SHORT EXERCISE
Please set out all of the items below as a numbered list, omitting blank lines and the pictures.

BEGIN

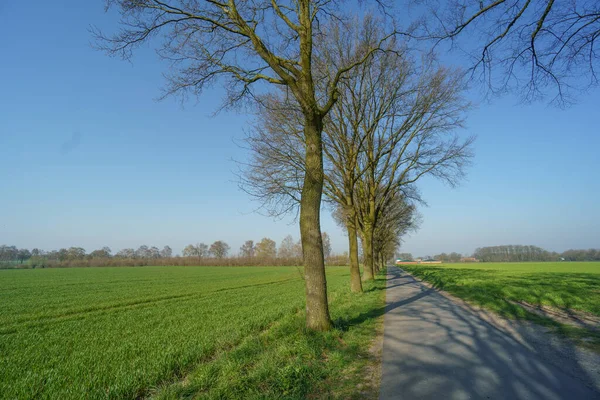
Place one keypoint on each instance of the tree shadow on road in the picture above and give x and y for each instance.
(436, 347)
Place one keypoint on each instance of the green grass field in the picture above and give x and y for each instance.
(172, 332)
(495, 286)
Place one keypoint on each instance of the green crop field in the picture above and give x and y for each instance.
(496, 286)
(171, 332)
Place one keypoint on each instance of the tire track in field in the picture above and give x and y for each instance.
(42, 320)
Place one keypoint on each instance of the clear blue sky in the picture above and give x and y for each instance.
(88, 157)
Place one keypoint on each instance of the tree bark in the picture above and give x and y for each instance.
(368, 274)
(317, 309)
(355, 283)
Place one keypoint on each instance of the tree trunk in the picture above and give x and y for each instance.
(317, 309)
(355, 283)
(368, 274)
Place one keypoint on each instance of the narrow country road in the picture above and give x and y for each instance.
(435, 348)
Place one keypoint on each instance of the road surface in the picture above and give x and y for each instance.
(436, 348)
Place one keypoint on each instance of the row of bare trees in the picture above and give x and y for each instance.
(305, 55)
(392, 124)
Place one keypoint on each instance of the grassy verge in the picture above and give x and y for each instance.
(181, 332)
(497, 287)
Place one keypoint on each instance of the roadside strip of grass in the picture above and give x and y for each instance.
(286, 361)
(500, 288)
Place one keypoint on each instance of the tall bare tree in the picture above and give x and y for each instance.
(409, 133)
(392, 125)
(244, 43)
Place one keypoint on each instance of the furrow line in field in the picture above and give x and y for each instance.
(99, 310)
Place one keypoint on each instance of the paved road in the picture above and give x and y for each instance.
(434, 348)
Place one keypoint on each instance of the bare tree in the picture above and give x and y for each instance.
(392, 125)
(286, 248)
(266, 249)
(326, 245)
(239, 43)
(398, 217)
(529, 45)
(219, 249)
(409, 133)
(166, 252)
(247, 249)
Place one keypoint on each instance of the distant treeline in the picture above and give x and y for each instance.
(265, 252)
(518, 253)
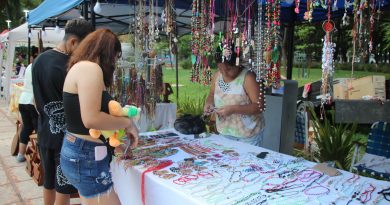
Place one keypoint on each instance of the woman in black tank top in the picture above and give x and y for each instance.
(85, 100)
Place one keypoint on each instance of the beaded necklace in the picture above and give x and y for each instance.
(202, 33)
(327, 62)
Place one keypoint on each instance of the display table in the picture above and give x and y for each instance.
(221, 171)
(165, 116)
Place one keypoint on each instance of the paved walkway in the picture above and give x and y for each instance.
(16, 186)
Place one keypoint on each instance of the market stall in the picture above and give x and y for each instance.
(20, 35)
(178, 169)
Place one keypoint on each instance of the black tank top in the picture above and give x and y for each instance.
(72, 112)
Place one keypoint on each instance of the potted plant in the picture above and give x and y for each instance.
(334, 142)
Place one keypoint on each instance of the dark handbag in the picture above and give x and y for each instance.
(190, 124)
(15, 139)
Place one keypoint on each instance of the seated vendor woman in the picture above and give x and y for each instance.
(234, 97)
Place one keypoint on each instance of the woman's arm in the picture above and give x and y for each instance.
(252, 89)
(90, 86)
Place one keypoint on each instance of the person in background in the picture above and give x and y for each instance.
(234, 97)
(27, 111)
(85, 161)
(48, 75)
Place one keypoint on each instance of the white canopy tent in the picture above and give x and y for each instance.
(20, 35)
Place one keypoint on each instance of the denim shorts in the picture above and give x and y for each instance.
(78, 164)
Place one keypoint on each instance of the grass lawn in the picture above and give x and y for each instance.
(195, 90)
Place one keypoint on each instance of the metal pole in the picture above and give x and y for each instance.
(93, 21)
(290, 48)
(177, 74)
(85, 10)
(28, 45)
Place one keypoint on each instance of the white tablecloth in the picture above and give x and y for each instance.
(237, 182)
(165, 116)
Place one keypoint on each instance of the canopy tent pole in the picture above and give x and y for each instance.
(1, 58)
(177, 74)
(290, 45)
(85, 10)
(8, 71)
(93, 20)
(28, 45)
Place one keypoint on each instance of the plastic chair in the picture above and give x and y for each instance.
(376, 161)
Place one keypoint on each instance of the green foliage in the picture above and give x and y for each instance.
(188, 105)
(334, 141)
(386, 35)
(184, 46)
(383, 68)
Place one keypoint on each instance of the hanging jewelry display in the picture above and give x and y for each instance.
(140, 35)
(308, 16)
(327, 61)
(202, 33)
(345, 18)
(271, 40)
(259, 63)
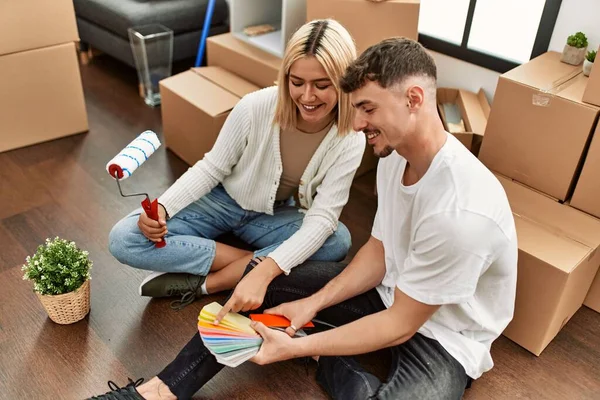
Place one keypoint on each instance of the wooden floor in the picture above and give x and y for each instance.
(60, 188)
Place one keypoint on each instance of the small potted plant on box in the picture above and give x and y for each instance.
(574, 51)
(60, 273)
(588, 63)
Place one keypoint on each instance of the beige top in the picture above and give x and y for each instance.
(297, 148)
(246, 159)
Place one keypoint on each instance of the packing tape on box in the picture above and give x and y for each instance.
(543, 97)
(134, 155)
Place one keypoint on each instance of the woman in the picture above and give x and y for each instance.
(246, 159)
(293, 138)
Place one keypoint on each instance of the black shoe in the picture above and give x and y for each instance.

END

ANSWER IN FULL
1. Place one keypoint on each instance of the tree shadow on road in the picture above and give x and y for each instance.
2. (436, 347)
3. Place one keypoint on each instance of the green grass field in the picture above and give x and y for each instance.
4. (172, 332)
5. (495, 286)
6. Place one keypoint on each instance of the green crop field in the picture above and give x and y for each instance.
7. (496, 286)
8. (171, 332)
9. Place one keypoint on each instance of the tire track in field in the picture above and give x and y for each instance.
10. (42, 320)
11. Place one keypoint on each instance of the clear blue sky in the picture above and give x and y for each instance.
12. (88, 157)
13. Place one keypoint on each instance of the tree bark in the picture above and give x and y for each instance.
14. (368, 274)
15. (317, 309)
16. (355, 283)
17. Place one keypoint on each instance of the tree trunk in the picture above and give x and y for each instance.
18. (317, 309)
19. (355, 283)
20. (368, 274)
21. Place one keypoint on each instance of the narrow country road in the picture above and give x and y for each instance.
22. (435, 348)
23. Place one keypoint on each instance of the road surface in the picture above and give x and y for each instance.
24. (436, 348)
25. Place one keypoint on each instance of the row of bare trees in the picture above and give x and y for each instance.
26. (305, 55)
27. (392, 124)
28. Place one keypoint on each instance of the grassy verge in the picture above and give x and y for each instance.
29. (181, 332)
30. (497, 287)
31. Place one keypoint on each instance of the roadside strip of grass in the picture above and give x and y for each instance.
32. (286, 361)
33. (500, 288)
34. Place one keypoint on each instance of the tall bare tree in the picture above and give x and y for each instance.
35. (409, 133)
36. (392, 125)
37. (244, 43)
38. Place one keypoint on each instance of the furrow line in field in the picture above and give x and y for each instance.
39. (99, 310)
40. Place one keypoint on each instance of the paved road in the picture above and give x and y for each instance.
41. (434, 348)
42. Place one keypoint on each instance of the bare tree in the picture above and give x and y for each instance.
43. (392, 125)
44. (286, 248)
45. (266, 249)
46. (326, 245)
47. (239, 43)
48. (398, 217)
49. (529, 45)
50. (219, 249)
51. (409, 133)
52. (166, 252)
53. (247, 249)
54. Place one keypoint on each instance of the distant treeline in the picture above and give x and y for each instance.
55. (265, 252)
56. (518, 253)
57. Place one keypoint on each instance of the woman in black tank top in the picture above and give x and y for each instance.
58. (85, 100)
59. Place one keypoint on each instance of the beaded necklace in the picture above and give x and y for each instance.
60. (202, 33)
61. (327, 62)
62. Place one keypoint on each instance of the display table in the picture above and give x and y for each instance.
63. (221, 171)
64. (165, 116)
65. Place one keypoint on each instance of the paved walkway in the picture above and give x and y for each instance.
66. (16, 186)
67. Place one keypoint on each instance of the market stall in the picture above and give x and y for each instance.
68. (20, 35)
69. (178, 169)
70. Place one keypoint on each instance of the black tank top in the picture above and give x and y for each instance.
71. (72, 112)
72. Place one keypoint on each instance of the potted plant in the picture above and give x and y for each instance.
73. (334, 142)
74. Place one keypoint on each instance of the dark handbag in the picture above and give x and y for each instance.
75. (190, 124)
76. (15, 139)
77. Place one keypoint on each instance of the seated vendor woman in the picture above and give x and y for each instance.
78. (234, 97)
79. Place one keypoint on each instance of the woman's arm in the picture above and give x and y for each instance.
80. (252, 89)
81. (90, 86)
82. Place one keypoint on each instance of the person in background in the picture above and give x and y for each instance.
83. (234, 97)
84. (27, 111)
85. (85, 161)
86. (48, 75)
87. Place one keypoint on each instance of the white canopy tent in the picture above and give x and y for each instance.
88. (20, 35)
89. Place one keypoint on each instance of the denim shorts in the picture above and give x and y for each instance.
90. (78, 164)
91. Place one keypoint on each instance of the grass lawn in the picture above and give x and y for each instance.
92. (195, 90)
93. Place one keypoint on each instance of the metal pole in the picture above and give x and y for each instance.
94. (93, 21)
95. (290, 48)
96. (177, 74)
97. (85, 10)
98. (28, 45)
99. Place one keypoint on each instance of the white tablecloth in the picture above and give x and y for each instance.
100. (237, 182)
101. (165, 116)
102. Place one keypoint on each instance of the canopy tent pole in the picture above and give x and y for each instance.
103. (1, 58)
104. (177, 74)
105. (290, 45)
106. (85, 10)
107. (8, 71)
108. (93, 20)
109. (28, 45)
110. Place one keypoint on each instance of the plastic chair in the picture above and give x and y for each instance.
111. (376, 161)
112. Place one keypoint on each instance of the green foliage in the picture above and give x and y for each instance.
113. (188, 105)
114. (334, 141)
115. (386, 35)
116. (184, 46)
117. (383, 68)
118. Place one keypoint on each instance of the hanging jewelry display in the picture above and give x and y for each instance.
119. (140, 35)
120. (308, 16)
121. (327, 61)
122. (202, 33)
123. (345, 18)
124. (271, 40)
125. (259, 63)
126. Place one keypoint on each instance of the wooden floor in the picture above and give x and y for each instance.
127. (60, 188)
128. Place one keypoint on each instance of the small potted plant on box in the picture above and give x and y for each instance.
129. (574, 51)
130. (60, 273)
131. (588, 63)
132. Place one keypoint on each instance of the beige top in the picture above and give x and y for each instance.
133. (297, 148)
134. (246, 159)
135. Place one keypoint on each instance of the packing tape on box in the picture above and give x and y for each instance.
136. (543, 97)
137. (134, 155)
138. Place one keypoint on each instance of the woman in the picture above and give x and y for each instance.
139. (246, 159)
140. (293, 138)
141. Place one keypoint on each instance of the black shoe in the picture above and give x and y for each instance.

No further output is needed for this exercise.